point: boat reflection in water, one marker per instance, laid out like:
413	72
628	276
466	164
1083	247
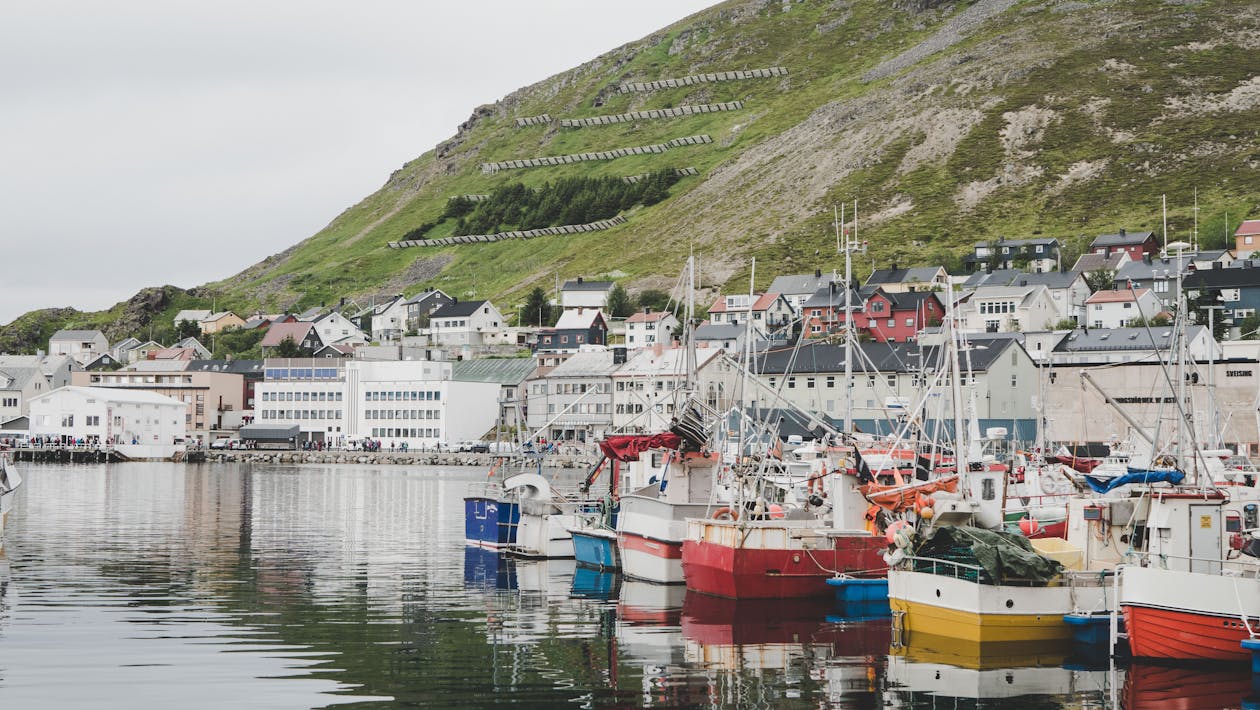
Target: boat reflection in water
940	667
1196	686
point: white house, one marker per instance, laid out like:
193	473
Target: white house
1120	308
581	293
769	312
648	328
334	328
1004	309
140	425
83	346
389	319
465	323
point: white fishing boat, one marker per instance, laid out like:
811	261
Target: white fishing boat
9	483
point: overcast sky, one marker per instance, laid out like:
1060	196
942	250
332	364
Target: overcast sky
169	141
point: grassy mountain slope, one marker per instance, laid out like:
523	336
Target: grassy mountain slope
949	121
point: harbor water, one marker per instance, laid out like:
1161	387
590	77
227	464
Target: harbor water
238	585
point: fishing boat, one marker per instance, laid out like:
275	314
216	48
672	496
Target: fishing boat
9	483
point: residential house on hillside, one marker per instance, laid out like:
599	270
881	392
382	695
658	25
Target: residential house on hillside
1069	289
896	373
648	389
575	400
464	323
1236	289
120	349
1090	262
1004	309
576	328
919	279
389	319
192	315
1132	344
798	288
333	328
422	305
1038	255
1134	244
301	332
1246	238
770	314
899	317
82	346
219	322
648	328
1120	308
581	293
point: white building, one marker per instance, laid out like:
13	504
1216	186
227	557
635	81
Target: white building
413	402
1004	309
83	346
1120	308
466	323
140	425
648	328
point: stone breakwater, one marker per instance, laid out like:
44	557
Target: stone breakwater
389	458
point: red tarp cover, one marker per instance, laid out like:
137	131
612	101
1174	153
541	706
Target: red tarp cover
628	448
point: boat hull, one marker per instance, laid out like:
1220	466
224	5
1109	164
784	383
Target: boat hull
946	607
1187	616
774	559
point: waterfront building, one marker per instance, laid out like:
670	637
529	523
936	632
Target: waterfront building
139	424
213	401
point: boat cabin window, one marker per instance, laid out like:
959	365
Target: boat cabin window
988	489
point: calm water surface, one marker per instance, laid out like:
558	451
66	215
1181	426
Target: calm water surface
164	585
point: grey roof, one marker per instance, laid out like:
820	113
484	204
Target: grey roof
919	274
584	285
827	296
77	334
1123	238
886	357
590	363
1122	338
503	371
234	366
800	283
459	309
720	332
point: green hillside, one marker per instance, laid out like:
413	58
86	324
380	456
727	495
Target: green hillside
950	122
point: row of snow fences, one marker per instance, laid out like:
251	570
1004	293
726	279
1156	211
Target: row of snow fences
600	155
679	172
630	87
518	235
533	120
652	114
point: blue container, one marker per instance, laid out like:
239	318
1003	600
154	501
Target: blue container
596	549
595	584
490	522
848	589
1090	629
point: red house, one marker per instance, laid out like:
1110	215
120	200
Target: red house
899	317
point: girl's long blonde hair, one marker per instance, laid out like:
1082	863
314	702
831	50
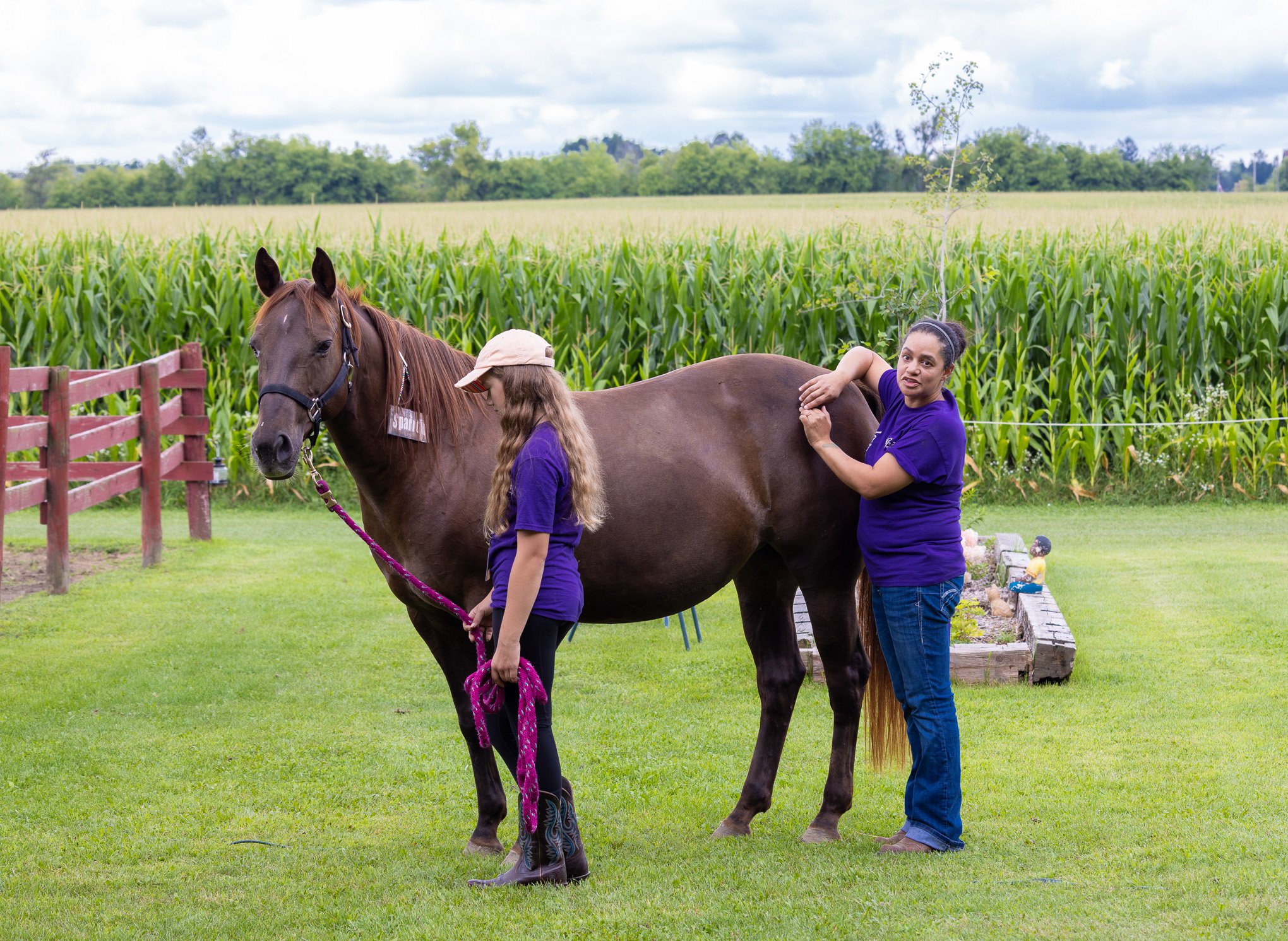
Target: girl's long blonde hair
535	394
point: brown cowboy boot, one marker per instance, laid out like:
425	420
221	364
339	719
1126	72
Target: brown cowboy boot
575	851
906	844
540	854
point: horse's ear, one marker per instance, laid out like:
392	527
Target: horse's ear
324	273
267	273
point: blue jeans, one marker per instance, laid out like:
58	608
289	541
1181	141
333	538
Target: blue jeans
914	627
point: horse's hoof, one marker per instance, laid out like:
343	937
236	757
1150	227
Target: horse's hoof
821	834
730	829
484	848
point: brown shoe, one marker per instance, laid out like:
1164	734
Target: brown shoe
906	844
540	854
575	851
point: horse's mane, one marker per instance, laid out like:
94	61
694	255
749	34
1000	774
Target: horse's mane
433	367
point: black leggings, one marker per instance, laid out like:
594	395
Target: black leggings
537	645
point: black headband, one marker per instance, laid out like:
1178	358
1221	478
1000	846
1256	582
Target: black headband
952	344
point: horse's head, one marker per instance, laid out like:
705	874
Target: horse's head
304	340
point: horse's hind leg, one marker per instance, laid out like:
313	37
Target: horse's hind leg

• WHAT TO PRODUCE
Reproduce the entire listing above verbatim, line for line, with the pictures omitted.

• RIGHT ANSWER
point: boat reflection in water, one marker per instance, laid out like:
413	72
628	276
466	164
1083	247
Target: boat reflection in water
940	667
1196	686
point: white house, one marker per instance, laid out like:
193	473
Target: white house
1120	308
581	293
769	312
648	328
334	328
1004	309
140	425
83	346
389	319
465	323
point: white fishing boat, one marker per instance, laid out like:
811	261
Target: white fishing boat
9	483
point: overcast sky, one marker per instance, laid out like:
1060	196
942	250
332	364
Target: overcast sky
169	141
point: grassy mountain slope, one marker per instance, laid out like:
523	336
Target: grassy mountain slope
949	121
point: harbor water, one marker per instance, laid out like:
1161	387
590	77
227	464
Target: harbor water
238	585
point: fishing boat, one marker per instance, laid out like:
275	314
216	48
672	496
Target: fishing boat
9	483
point: residential house on hillside, one marker per instance, laid out like:
599	270
881	392
382	695
658	25
Target: residential house on hillside
1069	289
896	373
648	389
575	400
464	323
1236	289
120	349
1090	262
1004	309
576	328
919	279
389	319
192	315
1132	344
798	288
333	328
422	305
1038	255
1134	244
301	332
1246	238
770	314
899	317
82	346
219	322
648	328
1120	308
581	293
point: white building, one marker per instance, laid out like:
13	504
1216	186
227	557
635	81
Target: white building
413	402
1004	309
83	346
1120	308
466	323
140	425
648	328
point: stone breakwater, one marker per instance, laid out like:
44	557
Target: stone breakwater
389	458
point: red tarp cover, one marker per instance, laid out like:
137	131
612	101
1174	153
541	706
Target: red tarp cover
628	448
point: boat hull, one marker per instance, laid out like:
1220	466
224	5
1109	164
784	383
Target: boat hull
946	607
1187	616
774	559
point: waterfront building, one marker per instance, laid out like:
670	637
529	523
936	632
Target: waterfront building
139	424
213	401
point: boat cabin window, one marker per instance, laid out like:
959	365
Target: boat cabin window
988	489
point: calm water surface, one marker per instance, laid out like:
558	451
66	215
1181	426
Target: calm water surface
164	585
point: grey roof, one marker per instance, laid out like:
820	113
484	204
Target: grey roof
919	274
584	285
827	296
77	334
1123	238
886	357
590	363
1122	338
503	371
234	366
800	283
459	309
720	332
point: green hillside, one marker per instance, laid out like:
413	58
86	324
380	456
727	495
Target: green hillside
950	122
point: row of snow fences, one marker per instance, laid out like:
251	570
1004	293
726	279
1156	211
Target: row of snow fences
600	155
679	172
630	87
518	235
533	120
652	114
point: blue container, one marker per instance, laid out like:
239	318
1003	600
154	501
Target: blue container
596	549
595	584
490	522
848	589
1090	629
point: red house, one marker per instance, laid out like:
1110	215
120	200
Target: red house
899	317
point: girl's long blonde hair, one marker per instance, laid out like:
1082	863
314	702
831	50
Target: girl's long blonde hair
535	394
point: brown cowboy boot, one marker per instance, laid out like:
425	420
221	364
339	719
1126	72
Target: brown cowboy boot
575	851
906	844
540	854
point: horse's ear, one marker per instance, laid out like:
392	527
Target: horse's ear
324	273
267	273
point: blue jeans, one marker per instance, laid out like:
58	608
289	541
1181	141
333	538
Target: blue jeans
914	627
point: horse's hoof, one marker per instance, laid out like:
343	937
236	757
1150	227
Target: horse's hoof
821	834
730	829
484	848
point: brown shoe, one marker per instance, laid out like:
1164	734
Target: brown shoe
906	844
540	854
575	851
point: horse's mane, one marker per instance, laid out like:
94	61
694	255
749	34
1000	774
Target: horse's mane
433	367
point: black leggings, one marker per instance, laid out like:
594	395
Target: black leggings
537	645
point: black headband, one marker per instance, laid out like:
1178	358
1221	478
1000	846
1256	582
Target: black headband
952	344
point: horse's head, one marker per instance, laid out like:
705	874
Target: horse's head
304	340
point: horse's hind leg, one marker per instance, laid out like:
313	37
Target: horse's hind leg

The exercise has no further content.